[GIVEN PROBLEM]:
In the listing below, give everything from the line containing "the bird reflection" down to the line containing "Target: bird reflection in water", both lines included, as a numbered list with blank lines omitted.

[RECORDS FOR PROCESSING]:
---
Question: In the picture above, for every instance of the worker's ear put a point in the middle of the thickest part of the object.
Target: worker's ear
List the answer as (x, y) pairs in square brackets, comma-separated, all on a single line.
---
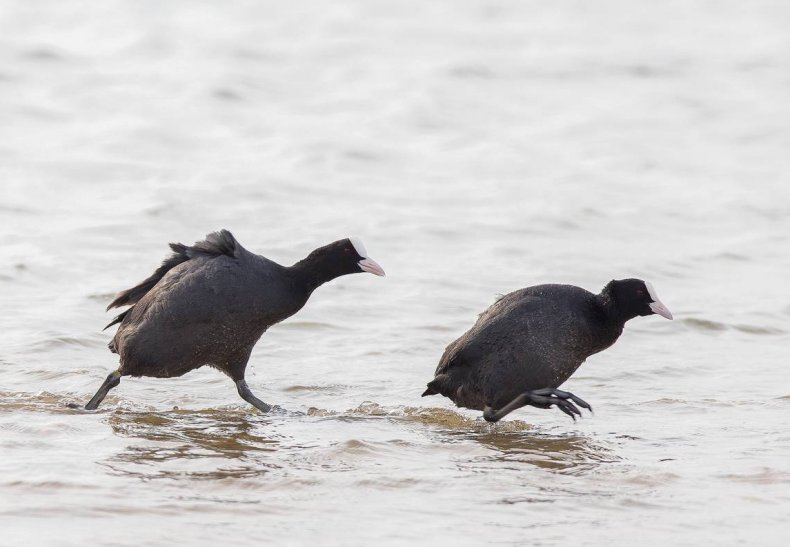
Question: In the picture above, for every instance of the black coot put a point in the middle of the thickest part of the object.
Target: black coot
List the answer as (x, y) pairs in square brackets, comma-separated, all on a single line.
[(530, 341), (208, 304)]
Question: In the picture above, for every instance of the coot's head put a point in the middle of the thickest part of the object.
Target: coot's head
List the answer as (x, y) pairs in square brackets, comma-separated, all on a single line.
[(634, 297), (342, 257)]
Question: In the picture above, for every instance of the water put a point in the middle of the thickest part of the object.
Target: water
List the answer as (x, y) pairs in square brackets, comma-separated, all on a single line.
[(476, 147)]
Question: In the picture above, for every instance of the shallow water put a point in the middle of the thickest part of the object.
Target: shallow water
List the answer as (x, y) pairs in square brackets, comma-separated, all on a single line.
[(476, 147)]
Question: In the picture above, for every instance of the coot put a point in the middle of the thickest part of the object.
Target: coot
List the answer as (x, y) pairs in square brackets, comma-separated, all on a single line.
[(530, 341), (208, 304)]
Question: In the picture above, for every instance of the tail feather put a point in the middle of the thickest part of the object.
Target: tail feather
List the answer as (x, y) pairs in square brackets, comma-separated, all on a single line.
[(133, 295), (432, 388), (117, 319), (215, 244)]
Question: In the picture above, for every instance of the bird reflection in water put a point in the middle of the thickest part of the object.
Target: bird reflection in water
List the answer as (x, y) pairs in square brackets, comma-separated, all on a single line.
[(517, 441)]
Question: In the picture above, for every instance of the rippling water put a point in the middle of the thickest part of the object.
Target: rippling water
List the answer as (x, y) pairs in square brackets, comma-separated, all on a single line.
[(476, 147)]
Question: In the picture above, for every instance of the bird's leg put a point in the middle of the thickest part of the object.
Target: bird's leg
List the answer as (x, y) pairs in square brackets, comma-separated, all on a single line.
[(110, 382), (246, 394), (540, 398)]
---
[CORRECT OUTPUT]:
1. Question: In the picture above, for every instance of the bird reflection in water put a point in the middle of the thickest part of the object.
2. Target: bird reflection in water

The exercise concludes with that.